■ ABOUT THIS TASK ■
Using "segment" as the search string, find the matching lines below and copy them.

Stored data:
******************************
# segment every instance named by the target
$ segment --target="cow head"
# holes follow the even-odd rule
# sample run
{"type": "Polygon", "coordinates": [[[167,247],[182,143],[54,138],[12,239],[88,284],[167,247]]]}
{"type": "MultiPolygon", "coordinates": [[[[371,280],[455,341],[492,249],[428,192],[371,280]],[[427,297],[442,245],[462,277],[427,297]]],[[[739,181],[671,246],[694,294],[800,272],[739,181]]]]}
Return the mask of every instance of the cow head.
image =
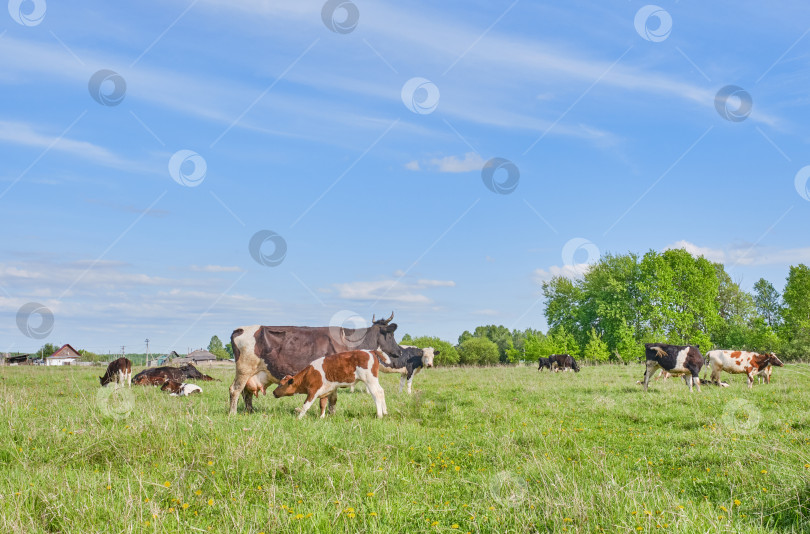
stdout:
{"type": "Polygon", "coordinates": [[[295,383],[295,377],[292,375],[287,375],[281,379],[281,382],[278,383],[278,387],[273,390],[273,396],[275,398],[280,397],[289,397],[290,395],[295,395],[297,393],[297,384],[295,383]]]}
{"type": "Polygon", "coordinates": [[[168,391],[170,393],[177,393],[180,391],[180,388],[183,387],[183,384],[178,382],[177,380],[168,380],[160,386],[160,391],[168,391]]]}
{"type": "Polygon", "coordinates": [[[98,380],[99,382],[101,382],[102,386],[106,386],[107,384],[110,383],[110,377],[108,377],[107,375],[98,377],[98,380]]]}
{"type": "Polygon", "coordinates": [[[438,350],[433,347],[426,347],[422,349],[422,366],[425,368],[433,367],[433,357],[439,354],[438,350]]]}
{"type": "MultiPolygon", "coordinates": [[[[397,340],[394,339],[394,331],[397,329],[396,323],[391,323],[394,318],[394,312],[391,312],[391,317],[388,319],[374,320],[371,316],[371,327],[368,329],[368,334],[376,336],[377,349],[390,354],[392,356],[400,356],[402,354],[402,347],[399,346],[397,340]]],[[[373,340],[373,338],[372,338],[373,340]]],[[[372,343],[373,344],[373,343],[372,343]]]]}
{"type": "Polygon", "coordinates": [[[766,359],[765,362],[771,365],[775,365],[776,367],[782,367],[785,365],[784,363],[782,363],[782,360],[777,358],[776,354],[774,354],[773,352],[768,354],[768,359],[766,359]]]}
******************************
■ ANSWER BOX ■
# segment every instance named by the target
$ segment --target="cow head"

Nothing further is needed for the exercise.